Objective a –
Answer these questions from the Swiss Pavilion article.
(i) What is the name of the exhibition at the Swiss Pavilion?
(ii) What height is given for the volume of the apartment's architectural palette?
(iii) Where did the curatorial team gather its archive of unfurnished interior photographs?

Article –
------

ARCHITECTURE:Swiss Pavilion-Winner of Golden Lion at Venice Biennale of Architecture
A house tour offers a meandering, eye-level view onto the apartment interior. This view consolidates into a series of images, which register the apartment according to the qualities and affects afforded by its quintessential architectural palette: a ±240 centimetre volume dressed with white walls, skirting board, wood or tile flooring and off-the-shelf components and fittings.
By Efi Michalarou
Photo: Swiss Pavilion Archive
The exhibition “Svizzera 240: House Tour” at the Swiss Pavilion at the 16th Architecture Biennale di Venezia, focuses on the unfurnished interior of contemporary housing by celebrating a peculiar form of architectural representation, the “house tour”. Visitors to the Biennale are invited to come into the Swiss Pavilion and take a house tour of the ubiquitous apartment interior. What is built within the Swiss Pavilion is not a «house» but a house tour: interior scenes are constructed at a range of different scales and spliced together, creating a labyrinthine sequence of interior perspectives. As the Curatorial team says “The paradoxical presence of the image of the unfurnished interior implies a challenge to the tradition of the inconspicuous interior and anticipates an alternate architectural sensibility through which to reinterpret this most intimate surface of contact between architecture and society”. The curatorial team assembled a vast archive of unfurnished interior photographs from the websites of Swiss architecture offices. By focusing attention on the apartment’s unadorned shell, these house tour images foreground an iconoclastic surface that has historically avoided the purview of architectural representation by hiding behind the plan’s promise of rationality and control. The installation reverses the standard format of the architectural exhibition. Instead of representing building (or using representation in order to build), the architects build representation. The construction of the installation adheres more to the principles of the image of an apartment than those of an actual apartment. The image’s inability to convey scale, dimension, depth or spatial adjacency is presented to the viewer in built form.

------

Objective b –
In the rows below, render everything from the line containing "target: short dark hair" down to the line containing "208 13 L 205" as a JSON list of strings, one string per line, with blank lines dropped. Leave the picture out.

------

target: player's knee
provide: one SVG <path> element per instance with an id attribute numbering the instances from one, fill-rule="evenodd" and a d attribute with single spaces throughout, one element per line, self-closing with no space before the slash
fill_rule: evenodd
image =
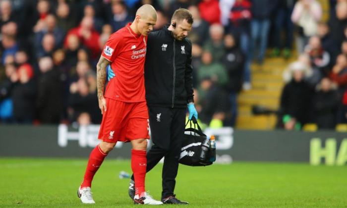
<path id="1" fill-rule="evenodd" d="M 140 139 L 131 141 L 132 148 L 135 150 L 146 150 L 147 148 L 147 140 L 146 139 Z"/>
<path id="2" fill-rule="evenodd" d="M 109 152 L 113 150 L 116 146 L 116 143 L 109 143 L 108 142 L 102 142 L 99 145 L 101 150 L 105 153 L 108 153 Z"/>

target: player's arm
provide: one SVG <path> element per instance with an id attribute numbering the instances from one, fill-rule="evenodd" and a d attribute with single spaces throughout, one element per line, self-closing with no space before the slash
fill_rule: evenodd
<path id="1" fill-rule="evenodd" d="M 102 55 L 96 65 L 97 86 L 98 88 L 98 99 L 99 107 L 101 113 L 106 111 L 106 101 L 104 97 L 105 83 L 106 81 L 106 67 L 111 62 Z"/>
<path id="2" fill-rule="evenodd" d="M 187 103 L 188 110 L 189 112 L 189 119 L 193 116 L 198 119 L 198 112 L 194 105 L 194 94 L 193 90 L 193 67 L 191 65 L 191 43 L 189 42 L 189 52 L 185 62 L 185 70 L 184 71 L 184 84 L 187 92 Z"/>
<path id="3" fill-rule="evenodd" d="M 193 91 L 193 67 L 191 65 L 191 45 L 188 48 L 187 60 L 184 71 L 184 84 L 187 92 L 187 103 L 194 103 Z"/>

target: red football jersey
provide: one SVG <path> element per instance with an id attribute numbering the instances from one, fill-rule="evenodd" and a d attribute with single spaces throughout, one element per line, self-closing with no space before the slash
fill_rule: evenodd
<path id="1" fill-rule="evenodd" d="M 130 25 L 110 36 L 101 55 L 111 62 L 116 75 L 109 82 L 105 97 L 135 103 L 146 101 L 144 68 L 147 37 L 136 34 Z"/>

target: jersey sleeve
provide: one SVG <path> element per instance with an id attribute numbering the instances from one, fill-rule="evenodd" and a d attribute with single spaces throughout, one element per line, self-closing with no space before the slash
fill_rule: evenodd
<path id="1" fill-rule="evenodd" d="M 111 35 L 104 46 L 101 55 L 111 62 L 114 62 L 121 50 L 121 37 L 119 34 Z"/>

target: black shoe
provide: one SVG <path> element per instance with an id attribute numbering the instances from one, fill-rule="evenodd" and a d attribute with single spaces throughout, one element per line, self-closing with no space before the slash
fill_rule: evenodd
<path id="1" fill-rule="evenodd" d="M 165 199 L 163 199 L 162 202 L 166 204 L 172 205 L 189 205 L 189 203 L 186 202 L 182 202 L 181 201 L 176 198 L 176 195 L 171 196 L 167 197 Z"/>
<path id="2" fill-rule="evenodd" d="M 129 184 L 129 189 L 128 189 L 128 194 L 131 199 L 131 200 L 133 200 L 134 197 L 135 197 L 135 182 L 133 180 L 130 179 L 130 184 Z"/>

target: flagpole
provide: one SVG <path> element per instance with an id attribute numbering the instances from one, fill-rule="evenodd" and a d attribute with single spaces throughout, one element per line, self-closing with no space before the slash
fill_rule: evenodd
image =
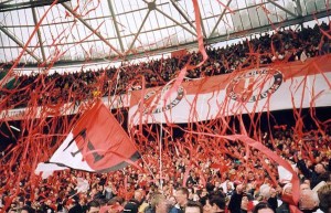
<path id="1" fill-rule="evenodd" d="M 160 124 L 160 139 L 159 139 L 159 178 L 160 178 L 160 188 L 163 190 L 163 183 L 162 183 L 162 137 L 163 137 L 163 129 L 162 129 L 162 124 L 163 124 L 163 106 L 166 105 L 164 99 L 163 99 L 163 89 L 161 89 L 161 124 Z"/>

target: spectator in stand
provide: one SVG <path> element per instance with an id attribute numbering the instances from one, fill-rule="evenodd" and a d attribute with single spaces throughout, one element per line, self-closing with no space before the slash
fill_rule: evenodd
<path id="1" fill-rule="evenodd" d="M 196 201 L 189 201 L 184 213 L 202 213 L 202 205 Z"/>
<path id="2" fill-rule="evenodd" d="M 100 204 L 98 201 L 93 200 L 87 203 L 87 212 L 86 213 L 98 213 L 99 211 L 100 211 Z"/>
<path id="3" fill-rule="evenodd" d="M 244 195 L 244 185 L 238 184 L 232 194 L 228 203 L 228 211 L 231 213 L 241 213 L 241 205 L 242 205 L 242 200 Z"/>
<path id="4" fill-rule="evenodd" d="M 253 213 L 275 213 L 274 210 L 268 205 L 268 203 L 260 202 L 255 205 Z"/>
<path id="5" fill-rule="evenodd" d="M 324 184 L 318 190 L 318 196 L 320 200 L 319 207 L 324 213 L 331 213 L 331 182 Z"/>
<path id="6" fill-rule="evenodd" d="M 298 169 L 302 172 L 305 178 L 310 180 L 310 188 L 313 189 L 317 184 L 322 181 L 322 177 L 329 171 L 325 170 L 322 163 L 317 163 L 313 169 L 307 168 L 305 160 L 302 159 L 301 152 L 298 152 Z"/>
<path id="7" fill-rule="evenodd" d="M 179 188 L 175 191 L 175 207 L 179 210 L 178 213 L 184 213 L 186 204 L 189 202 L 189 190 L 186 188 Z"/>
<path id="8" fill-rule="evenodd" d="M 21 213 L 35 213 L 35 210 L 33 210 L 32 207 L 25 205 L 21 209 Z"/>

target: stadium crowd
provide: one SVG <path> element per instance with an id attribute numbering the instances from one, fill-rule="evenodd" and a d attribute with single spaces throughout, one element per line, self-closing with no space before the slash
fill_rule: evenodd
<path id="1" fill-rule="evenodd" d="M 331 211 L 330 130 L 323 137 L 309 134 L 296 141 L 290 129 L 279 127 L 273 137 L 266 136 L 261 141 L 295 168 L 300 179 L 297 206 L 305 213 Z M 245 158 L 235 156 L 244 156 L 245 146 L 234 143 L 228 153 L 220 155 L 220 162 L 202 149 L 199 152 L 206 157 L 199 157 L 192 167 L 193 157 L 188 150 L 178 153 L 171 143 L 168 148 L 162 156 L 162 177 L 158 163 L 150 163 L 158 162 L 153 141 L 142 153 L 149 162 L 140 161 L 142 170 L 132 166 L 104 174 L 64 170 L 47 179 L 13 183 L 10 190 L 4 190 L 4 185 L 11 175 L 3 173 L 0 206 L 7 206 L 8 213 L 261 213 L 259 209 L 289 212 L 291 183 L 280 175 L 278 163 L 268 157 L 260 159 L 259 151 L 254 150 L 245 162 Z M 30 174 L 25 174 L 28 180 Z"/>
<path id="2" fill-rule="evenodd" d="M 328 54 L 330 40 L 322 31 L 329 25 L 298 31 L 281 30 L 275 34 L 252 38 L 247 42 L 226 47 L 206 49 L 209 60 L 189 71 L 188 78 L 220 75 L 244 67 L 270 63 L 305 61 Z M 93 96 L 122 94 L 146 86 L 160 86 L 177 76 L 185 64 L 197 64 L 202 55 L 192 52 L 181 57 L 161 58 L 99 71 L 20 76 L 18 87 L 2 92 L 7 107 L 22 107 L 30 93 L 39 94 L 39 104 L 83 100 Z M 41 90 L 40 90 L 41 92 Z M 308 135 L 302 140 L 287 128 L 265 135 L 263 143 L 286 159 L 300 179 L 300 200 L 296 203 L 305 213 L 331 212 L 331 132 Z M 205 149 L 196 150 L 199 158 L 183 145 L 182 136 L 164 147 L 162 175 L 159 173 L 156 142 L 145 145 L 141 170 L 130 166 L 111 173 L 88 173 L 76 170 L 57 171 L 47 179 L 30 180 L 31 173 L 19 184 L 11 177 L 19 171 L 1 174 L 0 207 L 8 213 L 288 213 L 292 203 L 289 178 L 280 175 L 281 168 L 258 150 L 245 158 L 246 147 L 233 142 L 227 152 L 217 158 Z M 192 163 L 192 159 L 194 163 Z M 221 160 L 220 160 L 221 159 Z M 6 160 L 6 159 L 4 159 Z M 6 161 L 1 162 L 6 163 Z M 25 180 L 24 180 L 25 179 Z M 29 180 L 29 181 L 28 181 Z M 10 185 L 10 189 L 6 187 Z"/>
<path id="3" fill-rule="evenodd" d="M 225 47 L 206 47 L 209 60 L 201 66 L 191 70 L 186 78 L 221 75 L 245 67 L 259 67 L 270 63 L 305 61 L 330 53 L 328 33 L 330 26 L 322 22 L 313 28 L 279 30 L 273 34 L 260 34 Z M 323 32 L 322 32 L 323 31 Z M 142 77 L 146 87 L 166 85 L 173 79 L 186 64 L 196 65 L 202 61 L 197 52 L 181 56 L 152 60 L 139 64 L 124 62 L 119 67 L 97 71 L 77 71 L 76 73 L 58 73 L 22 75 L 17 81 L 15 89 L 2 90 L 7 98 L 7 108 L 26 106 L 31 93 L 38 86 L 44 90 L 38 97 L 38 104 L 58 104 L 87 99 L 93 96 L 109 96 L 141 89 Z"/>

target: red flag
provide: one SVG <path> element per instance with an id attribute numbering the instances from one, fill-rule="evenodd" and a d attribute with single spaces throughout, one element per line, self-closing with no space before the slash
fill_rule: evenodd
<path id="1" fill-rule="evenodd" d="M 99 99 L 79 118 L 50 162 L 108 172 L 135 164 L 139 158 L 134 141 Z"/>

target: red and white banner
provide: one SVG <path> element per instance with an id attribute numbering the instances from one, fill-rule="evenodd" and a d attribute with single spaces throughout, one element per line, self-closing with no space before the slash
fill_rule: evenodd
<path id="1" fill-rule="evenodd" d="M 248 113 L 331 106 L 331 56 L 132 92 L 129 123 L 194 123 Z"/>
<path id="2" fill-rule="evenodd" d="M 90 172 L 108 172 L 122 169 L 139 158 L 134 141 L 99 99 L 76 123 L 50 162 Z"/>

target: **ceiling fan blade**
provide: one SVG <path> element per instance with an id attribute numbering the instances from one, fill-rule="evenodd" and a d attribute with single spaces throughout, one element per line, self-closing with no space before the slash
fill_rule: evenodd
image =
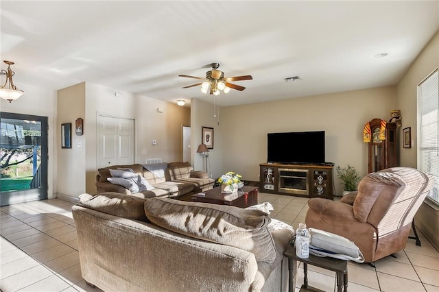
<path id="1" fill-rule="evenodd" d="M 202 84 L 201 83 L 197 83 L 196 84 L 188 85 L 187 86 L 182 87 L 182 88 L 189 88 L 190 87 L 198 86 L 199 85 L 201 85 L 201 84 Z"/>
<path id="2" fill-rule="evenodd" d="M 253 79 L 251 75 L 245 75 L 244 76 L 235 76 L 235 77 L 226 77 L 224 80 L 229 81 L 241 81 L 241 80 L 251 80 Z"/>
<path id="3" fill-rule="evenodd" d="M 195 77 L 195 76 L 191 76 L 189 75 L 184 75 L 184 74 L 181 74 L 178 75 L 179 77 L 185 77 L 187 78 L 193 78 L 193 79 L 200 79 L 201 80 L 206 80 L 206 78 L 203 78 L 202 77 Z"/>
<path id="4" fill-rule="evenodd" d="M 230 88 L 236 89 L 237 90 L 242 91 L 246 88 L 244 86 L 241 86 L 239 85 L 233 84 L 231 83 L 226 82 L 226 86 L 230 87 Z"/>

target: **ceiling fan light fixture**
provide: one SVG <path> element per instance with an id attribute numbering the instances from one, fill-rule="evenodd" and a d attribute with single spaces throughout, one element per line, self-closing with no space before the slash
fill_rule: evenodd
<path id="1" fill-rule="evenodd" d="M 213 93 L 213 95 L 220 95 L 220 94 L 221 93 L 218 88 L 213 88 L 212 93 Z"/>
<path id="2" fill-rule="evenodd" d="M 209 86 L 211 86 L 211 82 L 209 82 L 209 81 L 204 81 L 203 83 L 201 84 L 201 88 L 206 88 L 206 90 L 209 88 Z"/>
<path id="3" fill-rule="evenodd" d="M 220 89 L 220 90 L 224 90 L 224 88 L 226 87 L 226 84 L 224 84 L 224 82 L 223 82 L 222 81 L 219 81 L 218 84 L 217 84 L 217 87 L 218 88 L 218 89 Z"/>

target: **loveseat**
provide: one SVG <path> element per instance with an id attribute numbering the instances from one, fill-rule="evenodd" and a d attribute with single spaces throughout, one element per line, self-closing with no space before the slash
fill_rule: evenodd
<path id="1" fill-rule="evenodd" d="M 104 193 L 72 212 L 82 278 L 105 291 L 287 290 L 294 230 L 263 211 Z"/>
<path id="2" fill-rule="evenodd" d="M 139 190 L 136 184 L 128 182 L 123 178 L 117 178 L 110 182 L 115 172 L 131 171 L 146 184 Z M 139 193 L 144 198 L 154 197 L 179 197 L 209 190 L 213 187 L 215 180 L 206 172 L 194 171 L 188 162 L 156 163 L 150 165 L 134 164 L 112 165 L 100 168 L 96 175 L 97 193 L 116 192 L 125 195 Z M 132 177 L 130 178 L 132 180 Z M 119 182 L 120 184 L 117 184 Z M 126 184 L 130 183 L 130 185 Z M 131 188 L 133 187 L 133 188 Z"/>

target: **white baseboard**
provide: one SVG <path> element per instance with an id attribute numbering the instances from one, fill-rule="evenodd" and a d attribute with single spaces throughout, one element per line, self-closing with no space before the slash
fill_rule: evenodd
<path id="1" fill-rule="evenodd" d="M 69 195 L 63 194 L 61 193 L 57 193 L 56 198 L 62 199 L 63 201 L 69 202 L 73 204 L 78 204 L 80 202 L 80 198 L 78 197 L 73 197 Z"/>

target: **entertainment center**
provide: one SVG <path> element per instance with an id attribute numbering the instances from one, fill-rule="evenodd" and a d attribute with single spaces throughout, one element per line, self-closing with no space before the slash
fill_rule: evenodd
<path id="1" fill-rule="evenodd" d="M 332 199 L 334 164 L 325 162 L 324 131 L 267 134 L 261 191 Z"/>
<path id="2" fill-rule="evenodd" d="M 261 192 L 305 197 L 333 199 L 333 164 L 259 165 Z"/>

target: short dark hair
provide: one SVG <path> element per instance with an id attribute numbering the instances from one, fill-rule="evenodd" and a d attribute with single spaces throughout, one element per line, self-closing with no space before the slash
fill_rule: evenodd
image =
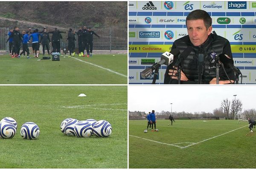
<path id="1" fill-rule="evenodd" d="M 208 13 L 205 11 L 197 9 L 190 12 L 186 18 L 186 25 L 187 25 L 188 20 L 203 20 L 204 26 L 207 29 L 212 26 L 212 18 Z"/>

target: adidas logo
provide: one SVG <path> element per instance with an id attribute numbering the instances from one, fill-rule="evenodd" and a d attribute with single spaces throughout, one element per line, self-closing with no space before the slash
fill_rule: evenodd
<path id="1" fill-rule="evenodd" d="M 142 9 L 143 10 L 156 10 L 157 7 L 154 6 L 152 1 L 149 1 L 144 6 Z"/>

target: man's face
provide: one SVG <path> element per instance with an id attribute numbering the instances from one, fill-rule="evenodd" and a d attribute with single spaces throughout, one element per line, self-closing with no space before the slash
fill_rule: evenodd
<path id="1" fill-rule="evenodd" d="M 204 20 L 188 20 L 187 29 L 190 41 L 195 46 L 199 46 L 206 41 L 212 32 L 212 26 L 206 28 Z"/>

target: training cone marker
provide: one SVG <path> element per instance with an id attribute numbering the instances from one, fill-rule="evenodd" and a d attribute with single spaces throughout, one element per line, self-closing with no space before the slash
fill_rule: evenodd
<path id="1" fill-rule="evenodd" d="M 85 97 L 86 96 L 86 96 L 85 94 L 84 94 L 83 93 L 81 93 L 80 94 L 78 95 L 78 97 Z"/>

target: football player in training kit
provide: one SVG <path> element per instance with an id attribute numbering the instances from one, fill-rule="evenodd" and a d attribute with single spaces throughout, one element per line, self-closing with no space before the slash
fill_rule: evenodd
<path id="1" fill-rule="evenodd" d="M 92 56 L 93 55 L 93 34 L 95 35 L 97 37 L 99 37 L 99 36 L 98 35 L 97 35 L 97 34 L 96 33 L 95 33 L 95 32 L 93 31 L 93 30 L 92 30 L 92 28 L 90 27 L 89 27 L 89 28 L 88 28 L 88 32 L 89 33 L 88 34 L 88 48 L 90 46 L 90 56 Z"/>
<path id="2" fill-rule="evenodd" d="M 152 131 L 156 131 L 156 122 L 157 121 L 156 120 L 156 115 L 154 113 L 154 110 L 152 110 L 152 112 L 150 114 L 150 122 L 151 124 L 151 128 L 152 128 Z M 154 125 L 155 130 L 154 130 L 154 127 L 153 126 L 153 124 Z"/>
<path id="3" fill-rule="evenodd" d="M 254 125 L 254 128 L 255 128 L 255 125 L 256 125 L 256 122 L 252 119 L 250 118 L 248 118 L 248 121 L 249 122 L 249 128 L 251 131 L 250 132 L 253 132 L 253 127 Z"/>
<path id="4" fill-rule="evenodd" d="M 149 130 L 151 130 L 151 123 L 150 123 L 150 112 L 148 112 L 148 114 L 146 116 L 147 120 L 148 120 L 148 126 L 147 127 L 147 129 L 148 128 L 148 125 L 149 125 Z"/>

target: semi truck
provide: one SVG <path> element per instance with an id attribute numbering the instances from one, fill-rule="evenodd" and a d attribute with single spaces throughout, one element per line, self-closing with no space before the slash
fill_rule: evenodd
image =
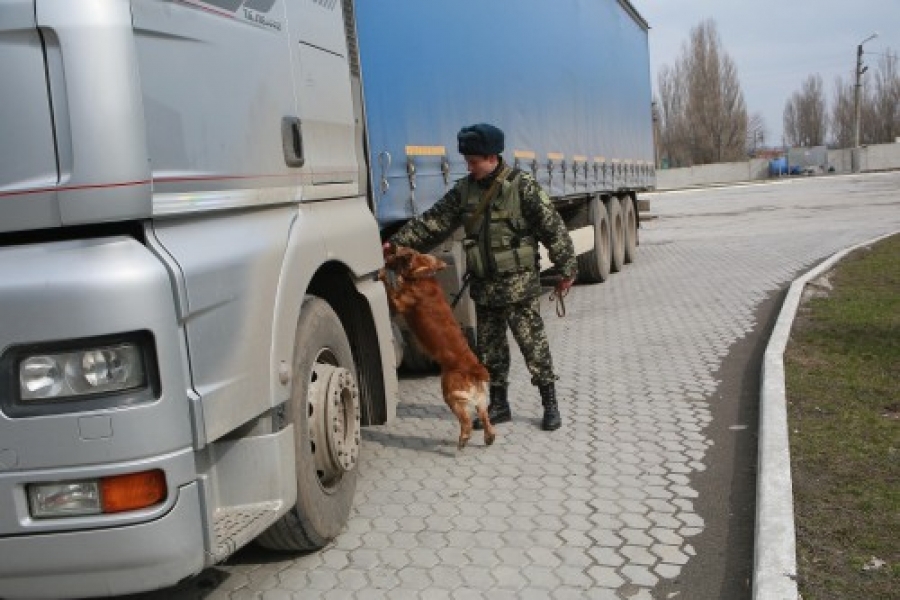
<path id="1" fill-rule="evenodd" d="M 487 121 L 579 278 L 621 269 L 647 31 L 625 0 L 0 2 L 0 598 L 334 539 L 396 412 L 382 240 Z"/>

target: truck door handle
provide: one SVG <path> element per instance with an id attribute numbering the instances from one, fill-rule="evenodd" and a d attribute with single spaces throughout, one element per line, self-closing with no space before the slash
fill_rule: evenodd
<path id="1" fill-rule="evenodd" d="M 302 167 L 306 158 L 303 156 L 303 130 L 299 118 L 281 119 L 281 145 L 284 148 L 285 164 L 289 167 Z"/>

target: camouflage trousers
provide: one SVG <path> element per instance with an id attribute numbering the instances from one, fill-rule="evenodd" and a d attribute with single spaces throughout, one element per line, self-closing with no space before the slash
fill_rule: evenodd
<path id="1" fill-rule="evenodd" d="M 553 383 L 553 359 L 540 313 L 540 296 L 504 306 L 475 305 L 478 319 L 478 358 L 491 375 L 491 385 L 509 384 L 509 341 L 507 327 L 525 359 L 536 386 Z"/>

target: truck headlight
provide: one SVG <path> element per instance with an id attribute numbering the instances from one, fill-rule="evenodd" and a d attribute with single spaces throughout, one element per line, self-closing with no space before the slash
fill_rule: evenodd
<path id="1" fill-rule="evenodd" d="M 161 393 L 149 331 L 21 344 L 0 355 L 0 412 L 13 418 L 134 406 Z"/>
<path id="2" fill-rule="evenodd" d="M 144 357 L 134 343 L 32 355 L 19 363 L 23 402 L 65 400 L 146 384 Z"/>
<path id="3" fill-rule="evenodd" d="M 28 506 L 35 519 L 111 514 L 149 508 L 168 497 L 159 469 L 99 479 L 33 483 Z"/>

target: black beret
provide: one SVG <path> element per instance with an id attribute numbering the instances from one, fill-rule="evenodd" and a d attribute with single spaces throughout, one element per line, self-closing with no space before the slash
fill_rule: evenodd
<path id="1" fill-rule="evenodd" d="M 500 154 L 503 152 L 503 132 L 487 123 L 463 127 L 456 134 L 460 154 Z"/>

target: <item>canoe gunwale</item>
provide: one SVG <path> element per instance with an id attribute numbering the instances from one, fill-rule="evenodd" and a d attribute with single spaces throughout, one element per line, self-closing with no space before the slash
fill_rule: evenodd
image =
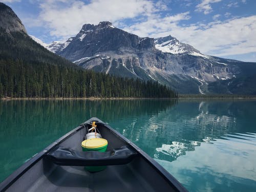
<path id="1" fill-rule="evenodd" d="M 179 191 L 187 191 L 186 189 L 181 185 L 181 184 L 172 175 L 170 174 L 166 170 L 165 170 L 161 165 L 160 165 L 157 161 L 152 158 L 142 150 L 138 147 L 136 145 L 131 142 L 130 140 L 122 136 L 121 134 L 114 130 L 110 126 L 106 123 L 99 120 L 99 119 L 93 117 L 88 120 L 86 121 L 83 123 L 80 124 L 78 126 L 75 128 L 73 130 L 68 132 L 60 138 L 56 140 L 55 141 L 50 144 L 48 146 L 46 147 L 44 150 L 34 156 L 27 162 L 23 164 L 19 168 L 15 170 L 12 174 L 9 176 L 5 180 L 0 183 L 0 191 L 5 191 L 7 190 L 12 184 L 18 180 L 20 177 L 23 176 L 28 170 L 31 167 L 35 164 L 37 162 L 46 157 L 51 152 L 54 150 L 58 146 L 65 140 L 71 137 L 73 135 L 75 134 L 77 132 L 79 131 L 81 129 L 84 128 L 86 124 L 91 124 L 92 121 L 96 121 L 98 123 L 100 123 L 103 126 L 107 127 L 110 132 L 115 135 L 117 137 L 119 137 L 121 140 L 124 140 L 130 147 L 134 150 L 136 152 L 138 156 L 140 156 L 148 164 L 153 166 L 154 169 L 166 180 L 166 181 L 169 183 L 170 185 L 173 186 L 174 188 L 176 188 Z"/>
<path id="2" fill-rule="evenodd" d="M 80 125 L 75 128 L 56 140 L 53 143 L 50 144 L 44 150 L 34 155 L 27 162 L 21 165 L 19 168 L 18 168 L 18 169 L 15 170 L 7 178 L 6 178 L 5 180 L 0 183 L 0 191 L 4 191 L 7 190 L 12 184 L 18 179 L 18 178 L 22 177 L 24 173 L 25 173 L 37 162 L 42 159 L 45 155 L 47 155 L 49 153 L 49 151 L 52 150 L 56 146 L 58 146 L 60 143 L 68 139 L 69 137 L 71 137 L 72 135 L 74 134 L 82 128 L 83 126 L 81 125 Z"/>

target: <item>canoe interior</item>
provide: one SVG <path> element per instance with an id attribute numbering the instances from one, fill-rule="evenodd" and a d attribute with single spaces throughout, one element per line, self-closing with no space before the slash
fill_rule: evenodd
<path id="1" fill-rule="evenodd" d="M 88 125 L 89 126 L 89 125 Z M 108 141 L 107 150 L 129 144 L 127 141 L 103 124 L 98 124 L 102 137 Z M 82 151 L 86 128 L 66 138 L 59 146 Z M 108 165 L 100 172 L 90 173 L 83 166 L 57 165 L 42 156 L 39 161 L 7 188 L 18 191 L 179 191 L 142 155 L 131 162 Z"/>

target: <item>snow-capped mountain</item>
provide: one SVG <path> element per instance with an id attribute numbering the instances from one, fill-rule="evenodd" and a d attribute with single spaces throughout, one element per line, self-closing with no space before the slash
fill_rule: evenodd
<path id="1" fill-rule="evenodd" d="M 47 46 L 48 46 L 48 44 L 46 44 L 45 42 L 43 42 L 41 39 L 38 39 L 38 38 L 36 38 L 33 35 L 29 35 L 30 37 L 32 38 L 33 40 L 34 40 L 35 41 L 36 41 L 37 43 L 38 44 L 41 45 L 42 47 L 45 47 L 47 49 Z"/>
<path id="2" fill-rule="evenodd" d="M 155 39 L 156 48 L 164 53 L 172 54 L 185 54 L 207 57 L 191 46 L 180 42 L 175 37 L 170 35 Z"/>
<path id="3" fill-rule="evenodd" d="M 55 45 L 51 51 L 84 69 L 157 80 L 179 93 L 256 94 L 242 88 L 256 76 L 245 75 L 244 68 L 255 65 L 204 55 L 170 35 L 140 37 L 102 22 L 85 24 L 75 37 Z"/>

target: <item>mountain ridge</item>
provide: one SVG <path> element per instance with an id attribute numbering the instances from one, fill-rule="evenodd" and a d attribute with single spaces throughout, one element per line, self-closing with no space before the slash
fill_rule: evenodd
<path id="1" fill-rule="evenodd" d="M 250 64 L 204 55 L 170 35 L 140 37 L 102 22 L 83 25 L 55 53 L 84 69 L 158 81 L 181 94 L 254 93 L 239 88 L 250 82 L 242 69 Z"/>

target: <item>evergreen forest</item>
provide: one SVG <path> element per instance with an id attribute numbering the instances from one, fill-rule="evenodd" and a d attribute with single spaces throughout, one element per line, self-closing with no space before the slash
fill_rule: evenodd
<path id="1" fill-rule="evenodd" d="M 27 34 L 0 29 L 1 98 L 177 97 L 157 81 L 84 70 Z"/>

------

Final result a –
(i) "Svizzera 240: House Tour"
(ii) ±240 centimetres
(iii) From the websites of Swiss architecture offices

Final result b –
[
  "target: short dark hair",
  "provide: one SVG <path> element per instance with an id attribute numbering the instances from one, fill-rule=\"evenodd\" and a d attribute with single spaces throughout, one element per line, self-closing with no space before the slash",
  "fill_rule: evenodd",
  "image =",
  "<path id=\"1\" fill-rule=\"evenodd\" d=\"M 208 13 L 205 11 L 197 9 L 190 12 L 186 18 L 186 25 L 187 25 L 188 20 L 203 20 L 204 26 L 207 29 L 212 26 L 212 18 Z\"/>"
]